SHORT EXERCISE: Every line from the line containing "of the dark" through the final line of the data is to be printed exactly; no other line is to appear.

Start

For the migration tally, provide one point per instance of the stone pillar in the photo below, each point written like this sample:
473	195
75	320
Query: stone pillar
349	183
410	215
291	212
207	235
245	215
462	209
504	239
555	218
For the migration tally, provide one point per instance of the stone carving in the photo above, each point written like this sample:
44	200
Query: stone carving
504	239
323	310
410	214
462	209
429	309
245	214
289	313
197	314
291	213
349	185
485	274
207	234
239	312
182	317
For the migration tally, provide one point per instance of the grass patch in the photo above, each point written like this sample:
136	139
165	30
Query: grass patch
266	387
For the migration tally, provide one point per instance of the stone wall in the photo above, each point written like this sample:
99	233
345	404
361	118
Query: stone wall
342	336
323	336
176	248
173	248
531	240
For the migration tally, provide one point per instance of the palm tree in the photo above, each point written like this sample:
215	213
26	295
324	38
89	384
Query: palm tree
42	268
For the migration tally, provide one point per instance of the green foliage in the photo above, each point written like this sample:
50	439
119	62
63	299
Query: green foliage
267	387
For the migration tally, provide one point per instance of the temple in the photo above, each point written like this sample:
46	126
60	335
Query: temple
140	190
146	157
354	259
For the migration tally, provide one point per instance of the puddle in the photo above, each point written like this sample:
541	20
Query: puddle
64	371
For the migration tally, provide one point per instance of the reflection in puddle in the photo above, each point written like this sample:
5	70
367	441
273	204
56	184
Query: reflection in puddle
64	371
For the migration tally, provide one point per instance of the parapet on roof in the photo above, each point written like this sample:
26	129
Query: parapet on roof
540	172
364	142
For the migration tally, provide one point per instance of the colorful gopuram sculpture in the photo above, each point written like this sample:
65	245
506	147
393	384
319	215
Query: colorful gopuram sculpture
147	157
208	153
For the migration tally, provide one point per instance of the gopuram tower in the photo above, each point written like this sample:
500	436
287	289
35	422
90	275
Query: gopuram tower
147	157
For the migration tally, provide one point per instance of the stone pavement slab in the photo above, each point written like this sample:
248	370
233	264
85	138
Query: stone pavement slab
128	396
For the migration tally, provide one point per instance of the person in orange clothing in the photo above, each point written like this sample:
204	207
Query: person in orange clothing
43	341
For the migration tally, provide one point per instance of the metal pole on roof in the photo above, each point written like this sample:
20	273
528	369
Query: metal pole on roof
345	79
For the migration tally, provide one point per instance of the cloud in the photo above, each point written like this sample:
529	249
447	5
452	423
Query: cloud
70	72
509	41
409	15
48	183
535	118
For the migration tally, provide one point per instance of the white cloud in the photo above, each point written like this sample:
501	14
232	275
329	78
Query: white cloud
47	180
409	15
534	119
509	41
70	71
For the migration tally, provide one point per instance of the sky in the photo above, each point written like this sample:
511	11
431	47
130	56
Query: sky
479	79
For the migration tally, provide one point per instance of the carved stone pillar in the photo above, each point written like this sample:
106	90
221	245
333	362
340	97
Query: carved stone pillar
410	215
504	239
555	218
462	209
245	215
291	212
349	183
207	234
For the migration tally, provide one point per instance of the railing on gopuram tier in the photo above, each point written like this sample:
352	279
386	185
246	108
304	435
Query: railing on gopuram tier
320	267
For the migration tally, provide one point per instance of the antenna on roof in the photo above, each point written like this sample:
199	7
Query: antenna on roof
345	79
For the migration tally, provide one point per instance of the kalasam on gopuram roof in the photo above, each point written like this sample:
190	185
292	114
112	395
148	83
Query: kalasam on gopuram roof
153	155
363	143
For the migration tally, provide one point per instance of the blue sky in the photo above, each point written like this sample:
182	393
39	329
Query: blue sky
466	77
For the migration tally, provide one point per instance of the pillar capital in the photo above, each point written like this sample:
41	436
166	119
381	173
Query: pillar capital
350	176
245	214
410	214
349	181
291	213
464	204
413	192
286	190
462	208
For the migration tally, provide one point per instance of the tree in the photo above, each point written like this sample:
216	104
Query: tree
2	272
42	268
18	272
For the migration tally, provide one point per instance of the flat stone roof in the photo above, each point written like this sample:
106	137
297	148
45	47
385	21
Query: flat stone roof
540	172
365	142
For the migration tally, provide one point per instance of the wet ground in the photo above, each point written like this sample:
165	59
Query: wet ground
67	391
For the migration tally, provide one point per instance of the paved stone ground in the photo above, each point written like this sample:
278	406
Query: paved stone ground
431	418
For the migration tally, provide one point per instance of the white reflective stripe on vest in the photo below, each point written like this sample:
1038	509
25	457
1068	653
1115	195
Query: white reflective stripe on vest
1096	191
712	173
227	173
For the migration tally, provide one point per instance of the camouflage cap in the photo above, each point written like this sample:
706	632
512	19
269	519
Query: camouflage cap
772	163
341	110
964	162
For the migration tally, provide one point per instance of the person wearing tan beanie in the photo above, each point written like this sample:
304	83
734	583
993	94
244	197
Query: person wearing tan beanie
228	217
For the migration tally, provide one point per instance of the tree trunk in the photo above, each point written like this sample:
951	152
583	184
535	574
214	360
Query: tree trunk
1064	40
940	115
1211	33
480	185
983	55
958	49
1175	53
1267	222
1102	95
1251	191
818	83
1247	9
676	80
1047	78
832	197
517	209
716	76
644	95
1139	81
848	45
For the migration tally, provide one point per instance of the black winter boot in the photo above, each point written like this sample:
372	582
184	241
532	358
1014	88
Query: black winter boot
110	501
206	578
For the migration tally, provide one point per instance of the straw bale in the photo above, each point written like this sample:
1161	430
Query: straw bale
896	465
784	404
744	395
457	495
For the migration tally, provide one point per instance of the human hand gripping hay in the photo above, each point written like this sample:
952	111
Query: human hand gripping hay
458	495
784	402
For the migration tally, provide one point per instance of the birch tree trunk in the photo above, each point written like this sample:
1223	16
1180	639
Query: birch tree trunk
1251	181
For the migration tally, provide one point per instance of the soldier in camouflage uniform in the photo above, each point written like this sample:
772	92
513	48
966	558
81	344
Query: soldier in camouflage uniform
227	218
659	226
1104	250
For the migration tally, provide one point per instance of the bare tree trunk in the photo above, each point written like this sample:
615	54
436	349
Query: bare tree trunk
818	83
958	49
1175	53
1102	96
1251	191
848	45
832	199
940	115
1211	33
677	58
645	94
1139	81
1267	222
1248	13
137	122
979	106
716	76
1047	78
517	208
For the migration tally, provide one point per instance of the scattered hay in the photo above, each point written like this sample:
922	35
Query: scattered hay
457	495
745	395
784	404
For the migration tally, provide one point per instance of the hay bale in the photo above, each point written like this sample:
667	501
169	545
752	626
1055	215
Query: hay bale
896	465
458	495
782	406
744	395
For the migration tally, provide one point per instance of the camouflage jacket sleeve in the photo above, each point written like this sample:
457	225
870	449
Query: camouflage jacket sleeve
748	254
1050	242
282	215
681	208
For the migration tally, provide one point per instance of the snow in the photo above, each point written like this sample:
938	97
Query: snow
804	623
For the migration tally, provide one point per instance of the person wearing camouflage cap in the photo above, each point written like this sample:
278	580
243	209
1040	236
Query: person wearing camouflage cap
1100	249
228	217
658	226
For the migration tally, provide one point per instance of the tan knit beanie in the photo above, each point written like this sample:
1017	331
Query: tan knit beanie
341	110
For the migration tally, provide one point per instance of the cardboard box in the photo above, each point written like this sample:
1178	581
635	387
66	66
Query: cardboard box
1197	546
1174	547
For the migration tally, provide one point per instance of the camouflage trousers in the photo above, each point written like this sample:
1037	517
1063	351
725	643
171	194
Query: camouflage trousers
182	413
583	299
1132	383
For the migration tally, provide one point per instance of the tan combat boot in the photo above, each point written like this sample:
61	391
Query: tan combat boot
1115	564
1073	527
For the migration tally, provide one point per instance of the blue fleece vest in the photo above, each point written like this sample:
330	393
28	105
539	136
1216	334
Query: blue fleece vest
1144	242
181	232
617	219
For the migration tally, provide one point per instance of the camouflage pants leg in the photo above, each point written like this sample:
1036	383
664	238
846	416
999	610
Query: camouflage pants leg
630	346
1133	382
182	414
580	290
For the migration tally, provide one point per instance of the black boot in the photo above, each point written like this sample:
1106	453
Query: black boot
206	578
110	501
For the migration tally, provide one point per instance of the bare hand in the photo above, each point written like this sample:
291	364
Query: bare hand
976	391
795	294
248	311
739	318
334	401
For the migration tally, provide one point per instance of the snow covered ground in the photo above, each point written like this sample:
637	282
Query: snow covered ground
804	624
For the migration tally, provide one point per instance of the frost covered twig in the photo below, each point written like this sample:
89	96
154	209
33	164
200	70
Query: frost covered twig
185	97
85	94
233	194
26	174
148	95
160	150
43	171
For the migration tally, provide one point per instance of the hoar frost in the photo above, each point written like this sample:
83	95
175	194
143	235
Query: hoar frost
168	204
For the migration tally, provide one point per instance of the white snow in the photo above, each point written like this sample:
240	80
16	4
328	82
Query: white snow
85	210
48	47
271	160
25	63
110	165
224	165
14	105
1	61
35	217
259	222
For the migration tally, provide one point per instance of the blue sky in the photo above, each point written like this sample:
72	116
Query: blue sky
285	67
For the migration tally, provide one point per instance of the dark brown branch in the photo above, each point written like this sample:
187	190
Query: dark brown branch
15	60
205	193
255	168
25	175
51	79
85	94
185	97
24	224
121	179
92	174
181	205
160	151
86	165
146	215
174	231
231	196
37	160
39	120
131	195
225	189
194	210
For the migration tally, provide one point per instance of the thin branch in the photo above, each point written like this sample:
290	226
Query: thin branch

End

FINISHED ANSWER:
For the migration tally, provide one point per instance of the dark brown branch in the photo above, each point written like this sample:
187	190
Query: dark brown branch
15	60
205	193
255	168
25	175
51	79
85	94
185	97
24	224
121	179
92	174
181	205
160	151
86	165
146	215
174	231
231	196
37	160
39	120
131	195
225	189
194	210
For the migration tally, provide one point per instance of the thin branch in the photo above, each point written like this sample:
290	226
Query: thin branch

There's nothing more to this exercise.